### Prompt
Copy out all of the lines below, requests included, and add 43 to every number in the point coordinates. Leave the pictures out.

### Material
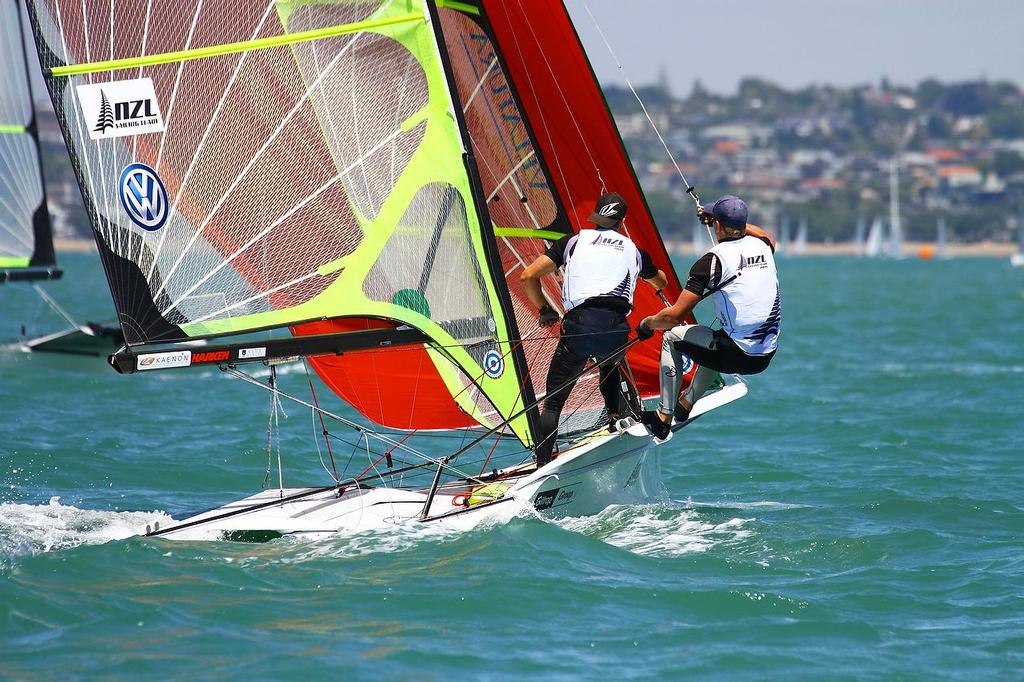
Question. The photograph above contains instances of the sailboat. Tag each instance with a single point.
(784, 241)
(941, 240)
(373, 176)
(872, 248)
(800, 245)
(858, 238)
(1017, 259)
(895, 247)
(26, 231)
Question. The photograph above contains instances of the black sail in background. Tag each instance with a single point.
(26, 230)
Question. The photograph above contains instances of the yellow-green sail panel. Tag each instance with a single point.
(306, 166)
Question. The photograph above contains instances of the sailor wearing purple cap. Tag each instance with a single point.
(740, 273)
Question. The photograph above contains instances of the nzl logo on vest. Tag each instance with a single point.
(143, 197)
(118, 109)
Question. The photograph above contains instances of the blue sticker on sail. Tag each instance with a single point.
(494, 364)
(143, 197)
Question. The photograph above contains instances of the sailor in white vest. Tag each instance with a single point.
(601, 267)
(740, 271)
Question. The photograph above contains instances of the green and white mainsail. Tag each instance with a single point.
(26, 233)
(293, 161)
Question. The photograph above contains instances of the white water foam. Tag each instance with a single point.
(27, 529)
(663, 529)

### Result
Question. The photograph above contains instances of the sailboat. Tag each instance with a single point.
(827, 284)
(984, 283)
(416, 219)
(915, 291)
(843, 288)
(901, 281)
(1060, 302)
(938, 290)
(69, 274)
Question. The photograph above contains instances of the black sail in background. Tag each instance with a single point.
(69, 273)
Question. The photograph above contains instances of the yellow-green sail panel. Tag each instance with a single point.
(349, 209)
Question. The photograph above contains instances of the sailor wearing purple cap. Tag each instance with a single point.
(783, 316)
Question. The photograph above contains instances of the nzl logo on vest. Tag each instance with a single point.
(186, 240)
(161, 152)
Question. The photograph above contains instances of the blue sticker on sail. Tag each instance with a single point.
(537, 407)
(186, 240)
Question. The photograph above contains instances of the sailor in white vest. Tag each instance with a single point.
(644, 310)
(783, 314)
Question. The photograph above contains instances of the green and white mainsail. Tag each instance with a single point.
(69, 276)
(336, 204)
Question. The photograph above contains instances of the white water foam. Tag each instance with a single point.
(70, 572)
(706, 572)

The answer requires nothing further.